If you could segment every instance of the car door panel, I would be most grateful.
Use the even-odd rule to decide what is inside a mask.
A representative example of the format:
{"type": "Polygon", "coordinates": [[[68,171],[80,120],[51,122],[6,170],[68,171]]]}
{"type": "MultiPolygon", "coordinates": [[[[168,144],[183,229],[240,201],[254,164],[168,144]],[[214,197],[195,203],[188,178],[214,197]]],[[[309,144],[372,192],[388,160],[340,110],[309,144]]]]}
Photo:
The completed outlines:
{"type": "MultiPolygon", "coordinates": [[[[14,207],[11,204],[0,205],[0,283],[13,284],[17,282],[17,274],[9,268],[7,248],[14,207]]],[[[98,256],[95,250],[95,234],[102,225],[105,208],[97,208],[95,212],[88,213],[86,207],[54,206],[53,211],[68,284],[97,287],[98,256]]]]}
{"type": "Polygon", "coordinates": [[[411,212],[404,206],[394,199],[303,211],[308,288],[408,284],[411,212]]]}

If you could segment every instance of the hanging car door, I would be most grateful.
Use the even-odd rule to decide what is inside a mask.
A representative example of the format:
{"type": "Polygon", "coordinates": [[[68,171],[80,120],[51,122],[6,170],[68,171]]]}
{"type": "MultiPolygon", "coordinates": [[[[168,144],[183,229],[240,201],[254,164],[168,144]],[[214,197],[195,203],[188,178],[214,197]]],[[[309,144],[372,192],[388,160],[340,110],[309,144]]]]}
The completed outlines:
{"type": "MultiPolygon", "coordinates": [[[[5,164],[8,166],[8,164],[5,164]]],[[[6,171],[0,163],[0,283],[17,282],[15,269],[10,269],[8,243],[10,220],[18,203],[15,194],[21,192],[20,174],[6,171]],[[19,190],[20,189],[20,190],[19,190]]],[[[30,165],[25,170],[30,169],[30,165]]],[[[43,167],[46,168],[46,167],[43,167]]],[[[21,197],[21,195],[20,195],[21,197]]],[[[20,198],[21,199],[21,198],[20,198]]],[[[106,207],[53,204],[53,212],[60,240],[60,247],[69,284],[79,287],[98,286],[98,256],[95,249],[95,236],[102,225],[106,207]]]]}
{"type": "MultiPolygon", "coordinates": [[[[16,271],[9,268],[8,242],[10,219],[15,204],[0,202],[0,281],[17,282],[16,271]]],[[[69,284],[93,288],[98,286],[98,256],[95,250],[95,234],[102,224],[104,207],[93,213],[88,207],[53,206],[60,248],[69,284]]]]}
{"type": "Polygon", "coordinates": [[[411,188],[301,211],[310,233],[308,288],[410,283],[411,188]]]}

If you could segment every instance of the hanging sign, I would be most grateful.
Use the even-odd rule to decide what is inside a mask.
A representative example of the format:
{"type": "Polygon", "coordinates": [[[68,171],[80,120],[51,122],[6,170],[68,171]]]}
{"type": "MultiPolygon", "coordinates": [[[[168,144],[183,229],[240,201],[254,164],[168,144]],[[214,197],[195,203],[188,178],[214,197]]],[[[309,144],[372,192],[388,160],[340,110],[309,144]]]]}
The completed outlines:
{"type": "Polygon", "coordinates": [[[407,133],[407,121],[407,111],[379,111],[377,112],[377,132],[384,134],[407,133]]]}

What you need to do:
Could you output the lines above, exactly as written, from the one containing "If you could segment every instance of the hanging sign, I" through the last, with both ends included and no others?

Exercise solution:
If you could segment every instance of the hanging sign, I would be most grateful.
Use the even-odd rule to decide what is inside a mask.
A representative example of the format:
{"type": "Polygon", "coordinates": [[[68,171],[80,120],[51,122],[6,170],[68,171]]]}
{"type": "MultiPolygon", "coordinates": [[[[168,144],[183,229],[240,201],[254,164],[168,144]],[[214,197],[195,203],[188,178],[214,197]]],[[[309,144],[372,192],[388,160],[340,110],[309,144]]]]}
The completed outlines:
{"type": "Polygon", "coordinates": [[[407,133],[407,121],[407,111],[379,111],[377,112],[377,132],[384,134],[407,133]]]}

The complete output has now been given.